= WHAT IS BEING ASKED =
Please continue the TRDG data-generation guide below, picking up right after its last sentence.

Just generating data¶
Fun fact, you don’t need to use any command line arguments if you want English data
generated using multiple fonts. Indeed, simply running python3 run.py
will create
1000 English, single word images in the out/
directory such as these:
Now maybe 1000 is too many or too few for your usecase. You can add the -c
argument
to set how many examples will be generated.
python3 run.py -c 10
As expected, you will find 10 examples in the out/
directory.
Generating Chinese data¶
This is a common usecase, and one that is easy with TRDG.
python3 run.py -c 10 -l cn
This will generate 10 samples using the Chinese dictionary that can be found in
in dicts/cn.txt
:
Since the concept of word in Chinese is a bit trickier, the dictionary is made of single
characters (make your own!). Let’s do this again with -w 5
to get something prettier.
python3 run.py -c 10 -l cn -w 5
Now that looks better, but what’s up with the spacing between the characters? We would rather
have no spaces. Add -sw 0
.
python3 run.py -c 10 -l cn -w 5 -sw 0
Asian scripts can be written top to bottom, you might want to
add the -or 1
argument to get vertical text.
python3 run.py -c 10 -l cn -w 5 -sw 0 -or 1
You can do much and more with TRDG, if you run into a missing feature, simply open an issue.
Text distorsions¶
For those familiar with the process of training a machine learning model, you often have to deal with overfitting, which is when the model gets too good at predicting the samples in the training data and stops generalizing to unseen examples. One trick to prevent this is by adding the distorsion to the data.
While TRDG does not dwelve too deeply in augmentations, as many better and more complete libraries
already take care of it, some operations are available for convenience through the -d
argument which as 3 possible values:
- 0: None
- 1: Sine wave
- 2: Cosine wave
- 3: Random
python3 run.py -c 5 -w 5 -d 1
python3 run.py -c 5 -w 5 -d 3
A more advanced use case¶
Text in the real world is not always black, and most importantly, text in the real world is almost never straight. What if we want to emulate that?
python3 run.py -c 10 -k 15 -rk -bl 0.5 -rbl -tc '#000000,#888888'
Which can be translated to: generate 10 examples with a skewing angle between -15 and 15 with an added gaussian blur between 0 and 0.1. Finally, the text color should be picked randomly between black and gray (including all the colors inbetween).

= AVAILABLE DATA =

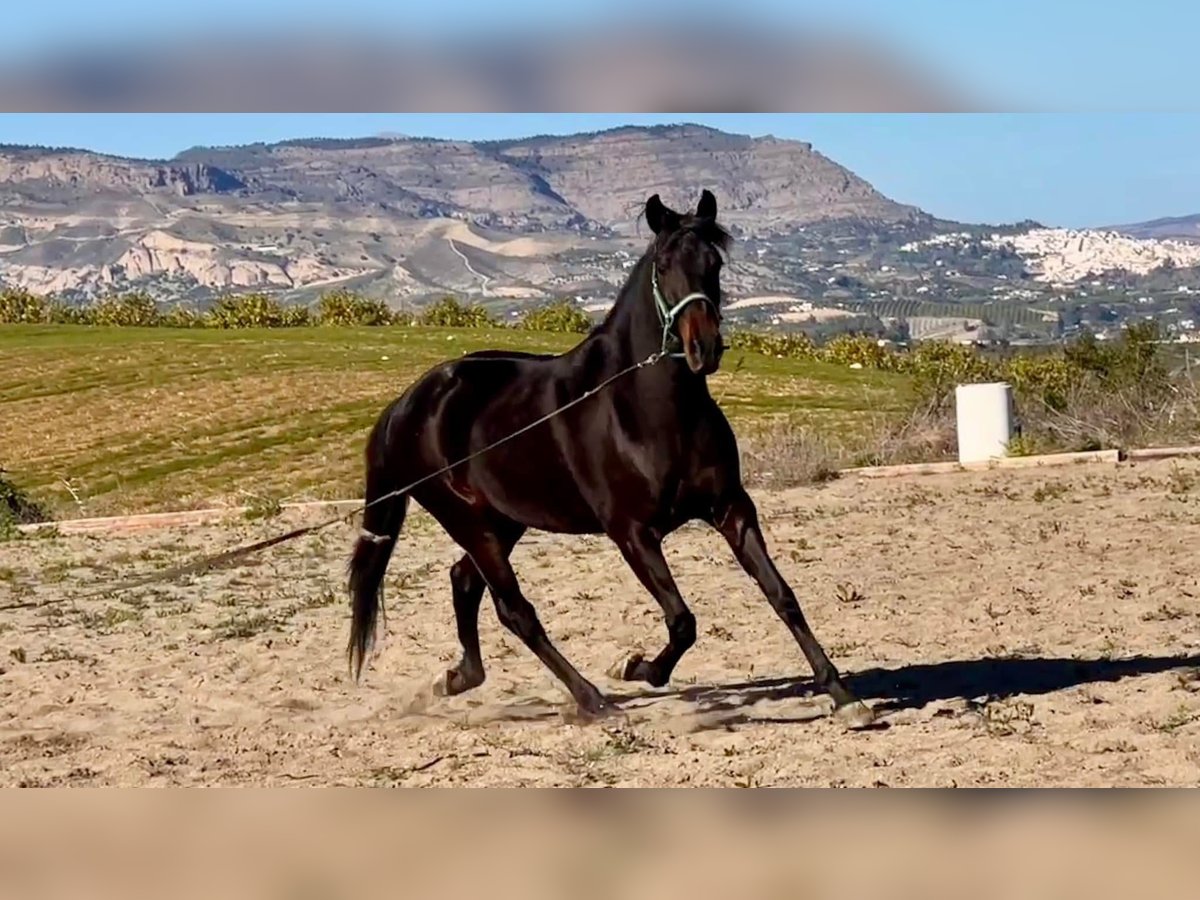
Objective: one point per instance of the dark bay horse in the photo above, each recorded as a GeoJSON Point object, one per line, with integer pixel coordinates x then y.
{"type": "Point", "coordinates": [635, 462]}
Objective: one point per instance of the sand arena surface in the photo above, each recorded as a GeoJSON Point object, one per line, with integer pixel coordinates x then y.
{"type": "Point", "coordinates": [1013, 628]}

= TASK RESPONSE =
Sure enough, the output is much more colourful!
The default resolution might be too small to your taste (and I agree). By default the output is 32 pixels high
because it’s the height used by most text recognition papers. Now you can change that with -f 64
.
python3 run.py -c 10 -k 15 -rk -bl 0.5 -rbl -tc '#000000,#888888' -f 64
Manipulating margins¶
TRDG allows you to control margins around the text using two parameters, --margins
, --fit
. The first one controls margins, in pretty much the same way the CSS property margin
does.
This is the result with no fit and the default (5, 5, 5, 5) margins: python3 run.py -c 1 -i texts/test.txt
Now we can add --fit
to apply a tight crop around the rendered text. This changes the size by removing the added space for accents: python3 run.py -c 1 -i texts/test.txt --fit
Margins are applied the generated text, so even with 0,0,0,0
, if you don’t use --fit
you will get an apparence of margins: python3 run.py -c 1 -i texts/test.txt --margins 0,0,0,0
Now if you add --fit
, you get an absolutely no margins: python3 run.py -c 1 -i texts/test.txt --margins 0,0,0,0 --fit
Margin values are comma separated top,left,bottom,right
, so --margins 10,0,10,0
will return vertical margins with tight cropping vertically.
And finally, with all margins: python3 run.py -c 1 -i texts/test.txt --margins 10,10,10,10 --fit
Module¶
TRDG is also a module that can be included in your favorite training pipeline. The easiest way to use it, is to import a generator.
from trdg.generators import GeneratorFromStrings
generator = GeneratorFromStrings(['Test1', 'Test2', 'Test3'])
for img in generator:
# Do something with the pillow image here.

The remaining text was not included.